▶ Excerpted passage:
Can speeding ticket be disputed?

The law says that a municipality may regulate speed by enacting a bylaw and placing signs to limit the speeds of vehicles on municipal streets. The courts will accept estimates of speed from both police officers and the general public where the witness is credible and has knowledge and experience that would allow them to guage speed.

I was issued a ticket for Speed Against a Municipal Sign for driving over 30km/h in a playground zone.

The officer had no laser and no radar; she flagged me over, saying “The speed limit here is 30 — you were not doing 30.”

I can’t say whether I was doing 31 or 51; my best guess based on the location at which I was pulled over would be somewhere between 30 and 40.

What does the law say surrounding this? Would I have grounds to dispute this ticket?

The law says that a municipality may regulate speed by enacting a bylaw and placing signs to limit the speeds of vehicles on municipal streets.

▶ Data extract:
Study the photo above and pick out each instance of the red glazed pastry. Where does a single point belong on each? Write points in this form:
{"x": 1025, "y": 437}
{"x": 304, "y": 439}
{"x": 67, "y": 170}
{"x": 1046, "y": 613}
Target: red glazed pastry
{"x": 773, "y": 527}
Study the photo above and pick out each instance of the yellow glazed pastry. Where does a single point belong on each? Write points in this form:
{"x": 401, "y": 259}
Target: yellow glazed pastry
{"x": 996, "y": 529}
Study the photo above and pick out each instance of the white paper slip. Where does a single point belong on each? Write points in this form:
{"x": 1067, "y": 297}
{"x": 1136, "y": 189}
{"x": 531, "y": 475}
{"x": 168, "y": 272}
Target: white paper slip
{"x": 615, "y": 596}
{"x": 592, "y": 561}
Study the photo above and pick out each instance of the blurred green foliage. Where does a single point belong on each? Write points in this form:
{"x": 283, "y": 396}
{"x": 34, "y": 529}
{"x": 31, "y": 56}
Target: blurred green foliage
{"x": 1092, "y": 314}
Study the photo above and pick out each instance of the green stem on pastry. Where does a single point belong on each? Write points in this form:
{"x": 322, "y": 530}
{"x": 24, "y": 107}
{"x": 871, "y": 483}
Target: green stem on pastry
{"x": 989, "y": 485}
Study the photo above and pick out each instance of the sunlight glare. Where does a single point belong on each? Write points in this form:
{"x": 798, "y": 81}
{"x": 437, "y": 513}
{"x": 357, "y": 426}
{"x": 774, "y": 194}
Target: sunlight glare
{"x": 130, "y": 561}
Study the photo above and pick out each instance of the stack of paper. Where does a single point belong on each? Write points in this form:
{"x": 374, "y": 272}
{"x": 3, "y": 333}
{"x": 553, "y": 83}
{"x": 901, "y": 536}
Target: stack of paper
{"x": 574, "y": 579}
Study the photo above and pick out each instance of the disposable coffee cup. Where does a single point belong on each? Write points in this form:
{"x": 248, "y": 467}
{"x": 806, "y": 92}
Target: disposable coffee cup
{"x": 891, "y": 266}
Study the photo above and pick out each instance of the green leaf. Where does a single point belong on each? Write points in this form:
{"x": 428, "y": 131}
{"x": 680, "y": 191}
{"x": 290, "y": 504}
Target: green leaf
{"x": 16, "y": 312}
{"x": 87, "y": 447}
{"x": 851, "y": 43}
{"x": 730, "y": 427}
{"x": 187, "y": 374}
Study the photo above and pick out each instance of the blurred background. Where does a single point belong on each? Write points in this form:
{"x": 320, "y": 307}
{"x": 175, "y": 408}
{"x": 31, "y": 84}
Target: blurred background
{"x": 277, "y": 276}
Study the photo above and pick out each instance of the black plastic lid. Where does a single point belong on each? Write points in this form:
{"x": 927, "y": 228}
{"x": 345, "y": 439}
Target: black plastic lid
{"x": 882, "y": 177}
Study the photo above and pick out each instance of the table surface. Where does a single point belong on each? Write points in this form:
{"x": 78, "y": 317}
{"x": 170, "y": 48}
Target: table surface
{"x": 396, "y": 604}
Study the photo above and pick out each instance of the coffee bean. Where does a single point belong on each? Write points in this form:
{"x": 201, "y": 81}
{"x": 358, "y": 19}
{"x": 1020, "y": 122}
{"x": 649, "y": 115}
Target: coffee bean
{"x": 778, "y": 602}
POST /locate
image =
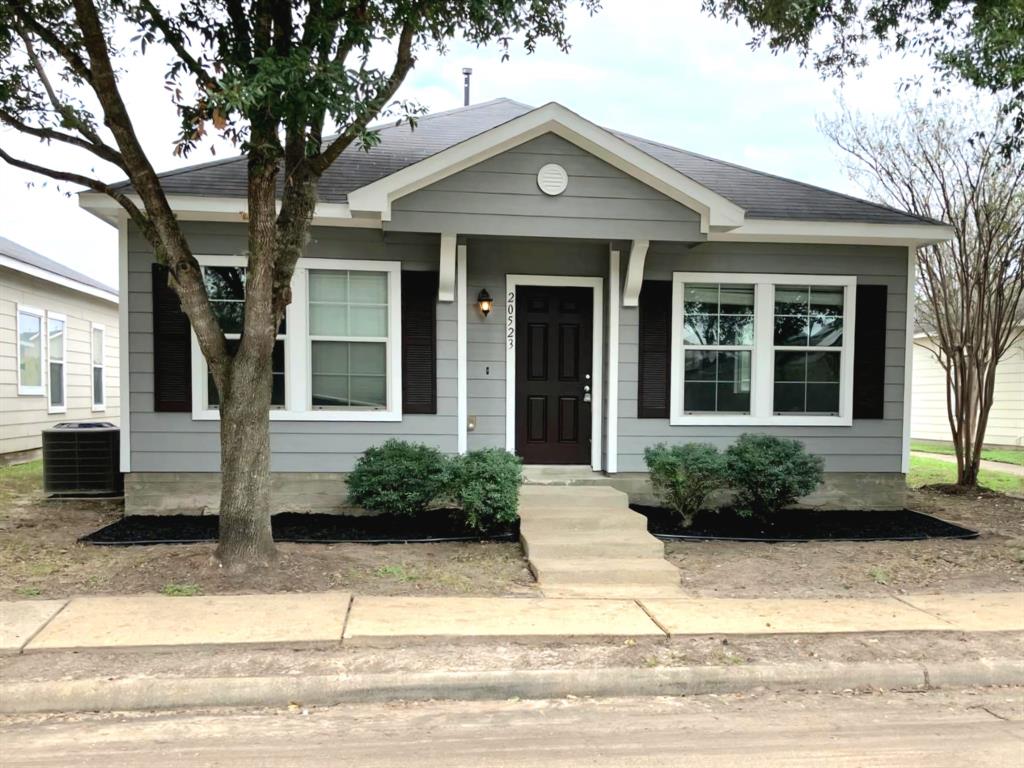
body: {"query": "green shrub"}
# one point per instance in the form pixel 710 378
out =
pixel 769 473
pixel 485 485
pixel 684 475
pixel 399 477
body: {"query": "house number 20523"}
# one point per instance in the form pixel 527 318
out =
pixel 510 320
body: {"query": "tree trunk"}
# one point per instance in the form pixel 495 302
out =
pixel 245 538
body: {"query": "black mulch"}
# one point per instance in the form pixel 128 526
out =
pixel 436 525
pixel 804 525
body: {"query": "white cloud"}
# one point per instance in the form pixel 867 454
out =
pixel 657 69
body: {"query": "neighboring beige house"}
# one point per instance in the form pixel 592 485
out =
pixel 1006 422
pixel 58 349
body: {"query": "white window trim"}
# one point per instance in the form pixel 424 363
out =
pixel 93 327
pixel 298 374
pixel 762 363
pixel 62 408
pixel 31 389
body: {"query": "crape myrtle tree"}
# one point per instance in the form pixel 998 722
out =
pixel 294 83
pixel 944 161
pixel 979 42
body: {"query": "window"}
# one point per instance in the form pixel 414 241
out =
pixel 30 350
pixel 98 395
pixel 808 349
pixel 340 356
pixel 762 349
pixel 55 325
pixel 348 338
pixel 226 289
pixel 718 343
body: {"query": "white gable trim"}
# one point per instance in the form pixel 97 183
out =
pixel 716 211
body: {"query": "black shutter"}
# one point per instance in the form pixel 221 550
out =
pixel 171 348
pixel 419 342
pixel 655 349
pixel 869 353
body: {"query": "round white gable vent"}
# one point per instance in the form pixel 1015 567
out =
pixel 552 179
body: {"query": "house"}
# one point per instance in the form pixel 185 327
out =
pixel 1006 420
pixel 58 348
pixel 641 294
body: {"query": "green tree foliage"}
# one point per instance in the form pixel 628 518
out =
pixel 980 42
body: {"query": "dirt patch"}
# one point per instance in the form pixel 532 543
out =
pixel 40 557
pixel 992 562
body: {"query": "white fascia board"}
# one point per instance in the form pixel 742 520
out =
pixel 850 232
pixel 196 208
pixel 58 280
pixel 716 211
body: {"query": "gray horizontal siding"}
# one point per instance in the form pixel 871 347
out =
pixel 872 445
pixel 173 442
pixel 500 197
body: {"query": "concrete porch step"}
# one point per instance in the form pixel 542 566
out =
pixel 592 547
pixel 615 571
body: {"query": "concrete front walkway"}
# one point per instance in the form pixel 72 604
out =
pixel 1010 469
pixel 334 617
pixel 584 541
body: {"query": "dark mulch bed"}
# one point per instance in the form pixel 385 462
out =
pixel 436 525
pixel 804 525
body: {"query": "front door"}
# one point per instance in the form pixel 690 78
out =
pixel 554 380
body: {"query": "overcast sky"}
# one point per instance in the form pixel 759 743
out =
pixel 657 69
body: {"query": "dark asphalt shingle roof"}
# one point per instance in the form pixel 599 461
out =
pixel 761 195
pixel 19 253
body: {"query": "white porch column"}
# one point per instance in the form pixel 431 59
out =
pixel 611 457
pixel 445 278
pixel 634 272
pixel 462 306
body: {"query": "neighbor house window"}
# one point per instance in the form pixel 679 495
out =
pixel 30 351
pixel 55 345
pixel 762 349
pixel 718 343
pixel 342 357
pixel 226 288
pixel 98 395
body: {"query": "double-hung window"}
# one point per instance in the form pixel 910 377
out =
pixel 338 350
pixel 98 391
pixel 30 350
pixel 762 349
pixel 55 350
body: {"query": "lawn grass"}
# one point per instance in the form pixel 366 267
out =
pixel 1005 455
pixel 932 471
pixel 18 479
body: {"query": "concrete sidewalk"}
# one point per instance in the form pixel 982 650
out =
pixel 333 617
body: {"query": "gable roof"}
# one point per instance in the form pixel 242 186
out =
pixel 760 195
pixel 24 260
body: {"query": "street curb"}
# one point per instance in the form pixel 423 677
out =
pixel 324 690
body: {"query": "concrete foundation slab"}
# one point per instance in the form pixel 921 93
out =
pixel 978 612
pixel 156 621
pixel 384 620
pixel 19 621
pixel 720 616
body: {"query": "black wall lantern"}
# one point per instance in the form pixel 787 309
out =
pixel 484 301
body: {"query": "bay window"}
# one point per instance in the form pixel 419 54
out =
pixel 762 349
pixel 338 350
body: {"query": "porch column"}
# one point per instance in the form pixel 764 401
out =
pixel 634 272
pixel 462 305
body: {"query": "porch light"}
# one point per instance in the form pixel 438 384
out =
pixel 484 301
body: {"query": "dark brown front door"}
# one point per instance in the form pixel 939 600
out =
pixel 554 380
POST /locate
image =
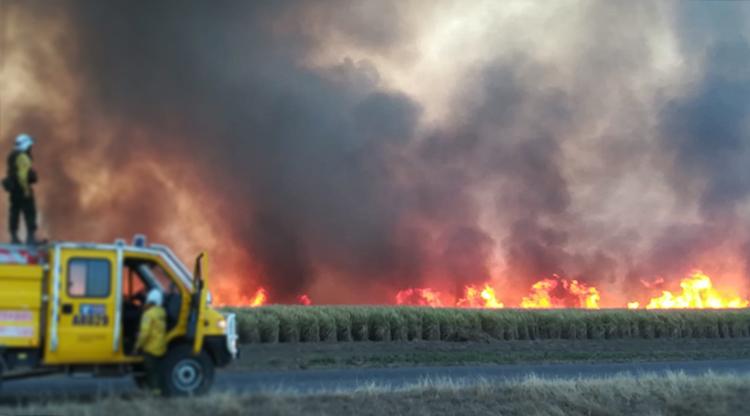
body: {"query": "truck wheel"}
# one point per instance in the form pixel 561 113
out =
pixel 185 374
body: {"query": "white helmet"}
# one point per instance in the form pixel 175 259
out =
pixel 154 297
pixel 24 142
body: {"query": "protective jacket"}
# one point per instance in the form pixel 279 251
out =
pixel 152 336
pixel 20 173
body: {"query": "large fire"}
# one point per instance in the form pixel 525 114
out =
pixel 697 291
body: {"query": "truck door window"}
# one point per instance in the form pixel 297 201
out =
pixel 89 278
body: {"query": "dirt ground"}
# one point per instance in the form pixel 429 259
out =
pixel 675 395
pixel 386 354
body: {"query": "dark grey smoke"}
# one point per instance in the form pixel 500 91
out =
pixel 327 174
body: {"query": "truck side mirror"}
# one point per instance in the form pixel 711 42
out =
pixel 198 271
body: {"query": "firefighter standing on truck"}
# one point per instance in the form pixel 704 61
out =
pixel 152 340
pixel 20 176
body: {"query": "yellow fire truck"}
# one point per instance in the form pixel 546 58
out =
pixel 76 307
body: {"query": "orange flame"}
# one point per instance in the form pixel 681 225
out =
pixel 697 292
pixel 260 298
pixel 474 298
pixel 304 300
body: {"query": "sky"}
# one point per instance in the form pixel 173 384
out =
pixel 350 149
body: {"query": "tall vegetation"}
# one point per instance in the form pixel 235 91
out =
pixel 273 324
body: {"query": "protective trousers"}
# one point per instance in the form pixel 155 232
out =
pixel 21 204
pixel 152 367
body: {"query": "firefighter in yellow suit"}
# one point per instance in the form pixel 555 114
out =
pixel 152 340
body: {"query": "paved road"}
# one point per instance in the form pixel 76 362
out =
pixel 346 379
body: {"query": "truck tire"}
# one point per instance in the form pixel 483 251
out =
pixel 185 374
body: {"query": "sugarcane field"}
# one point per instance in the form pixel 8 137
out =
pixel 375 208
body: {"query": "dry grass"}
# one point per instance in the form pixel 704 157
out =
pixel 274 324
pixel 674 394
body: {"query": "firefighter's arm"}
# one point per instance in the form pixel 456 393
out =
pixel 23 164
pixel 144 332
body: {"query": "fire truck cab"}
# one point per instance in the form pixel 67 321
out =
pixel 76 307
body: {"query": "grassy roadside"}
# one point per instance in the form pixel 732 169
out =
pixel 647 395
pixel 377 354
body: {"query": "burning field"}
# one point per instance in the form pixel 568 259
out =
pixel 696 292
pixel 414 153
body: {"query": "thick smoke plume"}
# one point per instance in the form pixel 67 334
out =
pixel 308 148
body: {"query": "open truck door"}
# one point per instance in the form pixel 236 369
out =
pixel 198 303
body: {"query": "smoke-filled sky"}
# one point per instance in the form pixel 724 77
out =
pixel 349 149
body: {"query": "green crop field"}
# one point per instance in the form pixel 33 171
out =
pixel 292 324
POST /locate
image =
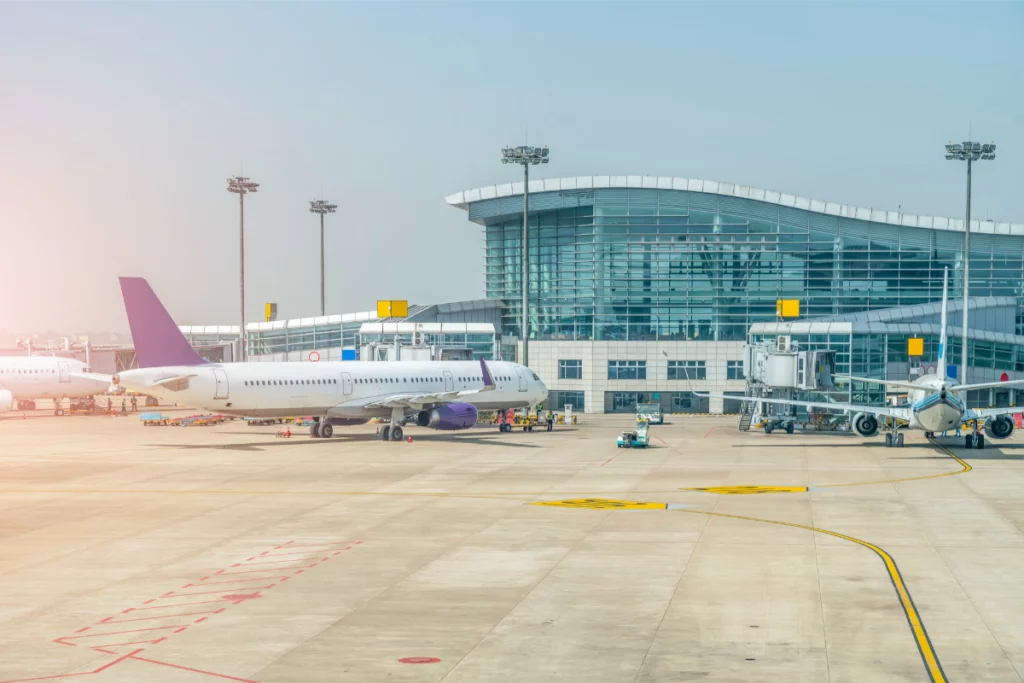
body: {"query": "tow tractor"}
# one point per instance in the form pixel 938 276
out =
pixel 635 439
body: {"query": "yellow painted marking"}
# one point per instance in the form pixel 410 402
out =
pixel 602 504
pixel 742 491
pixel 928 655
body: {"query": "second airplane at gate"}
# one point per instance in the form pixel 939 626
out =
pixel 435 394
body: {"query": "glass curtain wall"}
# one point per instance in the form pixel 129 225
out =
pixel 645 264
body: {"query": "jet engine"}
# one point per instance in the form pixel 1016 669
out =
pixel 865 424
pixel 1000 427
pixel 451 417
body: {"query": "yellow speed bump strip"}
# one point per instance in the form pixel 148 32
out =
pixel 928 655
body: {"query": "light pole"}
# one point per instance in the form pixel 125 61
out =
pixel 969 152
pixel 322 207
pixel 527 157
pixel 242 185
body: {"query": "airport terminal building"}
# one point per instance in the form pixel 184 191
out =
pixel 645 289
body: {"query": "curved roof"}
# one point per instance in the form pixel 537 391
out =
pixel 464 199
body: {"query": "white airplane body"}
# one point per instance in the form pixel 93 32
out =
pixel 25 378
pixel 441 394
pixel 936 402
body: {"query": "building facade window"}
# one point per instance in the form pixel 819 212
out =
pixel 627 370
pixel 687 370
pixel 734 370
pixel 570 370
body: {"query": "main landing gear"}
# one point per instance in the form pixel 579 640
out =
pixel 975 439
pixel 393 431
pixel 322 429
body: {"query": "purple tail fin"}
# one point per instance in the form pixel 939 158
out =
pixel 158 341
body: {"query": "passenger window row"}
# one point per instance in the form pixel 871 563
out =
pixel 288 382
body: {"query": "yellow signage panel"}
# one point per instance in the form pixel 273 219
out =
pixel 392 308
pixel 787 307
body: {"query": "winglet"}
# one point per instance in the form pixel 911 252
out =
pixel 488 381
pixel 158 340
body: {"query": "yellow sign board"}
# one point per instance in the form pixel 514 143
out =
pixel 392 308
pixel 602 504
pixel 744 491
pixel 787 307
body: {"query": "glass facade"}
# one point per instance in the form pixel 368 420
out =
pixel 666 264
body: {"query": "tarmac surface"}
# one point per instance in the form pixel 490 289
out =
pixel 173 554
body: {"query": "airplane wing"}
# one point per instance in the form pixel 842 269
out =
pixel 892 383
pixel 979 413
pixel 884 411
pixel 95 377
pixel 985 385
pixel 175 383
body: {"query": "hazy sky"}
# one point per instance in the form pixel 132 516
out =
pixel 120 122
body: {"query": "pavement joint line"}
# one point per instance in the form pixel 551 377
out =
pixel 754 488
pixel 924 643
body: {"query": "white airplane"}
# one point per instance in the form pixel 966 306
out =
pixel 435 394
pixel 936 403
pixel 25 378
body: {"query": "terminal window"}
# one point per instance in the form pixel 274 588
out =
pixel 570 370
pixel 627 370
pixel 734 370
pixel 687 370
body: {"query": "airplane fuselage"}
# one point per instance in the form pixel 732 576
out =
pixel 935 407
pixel 336 389
pixel 32 377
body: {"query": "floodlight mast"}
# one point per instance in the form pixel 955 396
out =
pixel 969 152
pixel 527 157
pixel 322 207
pixel 242 185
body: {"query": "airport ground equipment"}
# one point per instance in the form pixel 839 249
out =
pixel 638 438
pixel 778 369
pixel 650 413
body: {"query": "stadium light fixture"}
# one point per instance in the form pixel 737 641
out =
pixel 242 185
pixel 525 156
pixel 322 207
pixel 969 152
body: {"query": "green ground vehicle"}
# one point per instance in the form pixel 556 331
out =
pixel 635 439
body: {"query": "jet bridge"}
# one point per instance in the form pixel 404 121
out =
pixel 778 369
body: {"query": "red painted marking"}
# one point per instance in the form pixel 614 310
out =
pixel 87 673
pixel 235 573
pixel 172 615
pixel 195 671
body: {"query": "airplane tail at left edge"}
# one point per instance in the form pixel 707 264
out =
pixel 158 340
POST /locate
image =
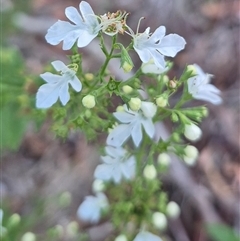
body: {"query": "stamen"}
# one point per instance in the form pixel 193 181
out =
pixel 139 21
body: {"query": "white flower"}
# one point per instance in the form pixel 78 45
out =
pixel 57 86
pixel 91 208
pixel 117 165
pixel 151 68
pixel 84 29
pixel 132 125
pixel 200 89
pixel 191 155
pixel 146 236
pixel 155 46
pixel 192 132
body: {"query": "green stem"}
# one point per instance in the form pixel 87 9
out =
pixel 108 57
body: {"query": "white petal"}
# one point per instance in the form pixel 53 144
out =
pixel 136 133
pixel 63 93
pixel 208 96
pixel 59 65
pixel 115 152
pixel 158 34
pixel 88 14
pixel 125 117
pixel 76 84
pixel 119 135
pixel 147 236
pixel 143 54
pixel 158 58
pixel 71 38
pixel 148 127
pixel 88 210
pixel 73 15
pixel 51 78
pixel 171 45
pixel 47 95
pixel 58 31
pixel 149 109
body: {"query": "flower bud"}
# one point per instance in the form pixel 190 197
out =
pixel 159 220
pixel 135 104
pixel 174 117
pixel 89 76
pixel 192 132
pixel 14 220
pixel 121 237
pixel 28 237
pixel 172 84
pixel 161 101
pixel 127 89
pixel 192 68
pixel 191 154
pixel 173 210
pixel 98 186
pixel 164 159
pixel 126 61
pixel 89 101
pixel 120 108
pixel 150 172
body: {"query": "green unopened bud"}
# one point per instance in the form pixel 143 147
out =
pixel 126 61
pixel 191 155
pixel 135 104
pixel 173 210
pixel 174 117
pixel 192 132
pixel 164 159
pixel 65 199
pixel 14 220
pixel 120 108
pixel 161 101
pixel 89 76
pixel 89 101
pixel 192 68
pixel 127 89
pixel 159 220
pixel 165 79
pixel 137 83
pixel 172 84
pixel 204 111
pixel 121 237
pixel 88 114
pixel 150 172
pixel 29 236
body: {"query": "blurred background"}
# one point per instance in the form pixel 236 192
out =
pixel 44 179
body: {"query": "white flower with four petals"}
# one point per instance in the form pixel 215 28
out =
pixel 118 164
pixel 200 89
pixel 132 123
pixel 155 46
pixel 57 86
pixel 84 29
pixel 92 207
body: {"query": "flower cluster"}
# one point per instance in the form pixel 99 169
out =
pixel 136 120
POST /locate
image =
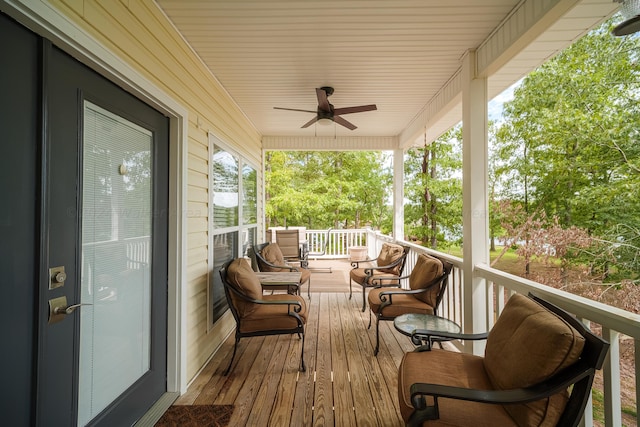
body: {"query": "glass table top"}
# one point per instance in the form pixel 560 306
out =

▶ Directives:
A - Copy the speeding ticket text word for word, starting with "The officer had" and going on through "between 30 and 40.".
B - In the speeding ticket text, what speed range does the driver give as a best guess?
The records were taken from a separate source.

▶ Written answers:
A -
The officer had no laser and no radar; she flagged me over, saying “The speed limit here is 30 — you were not doing 30.”

I can’t say whether I was doing 31 or 51; my best guess based on the location at which I was pulled over would be somewhere between 30 and 40.

B - Somewhere between 30 and 40.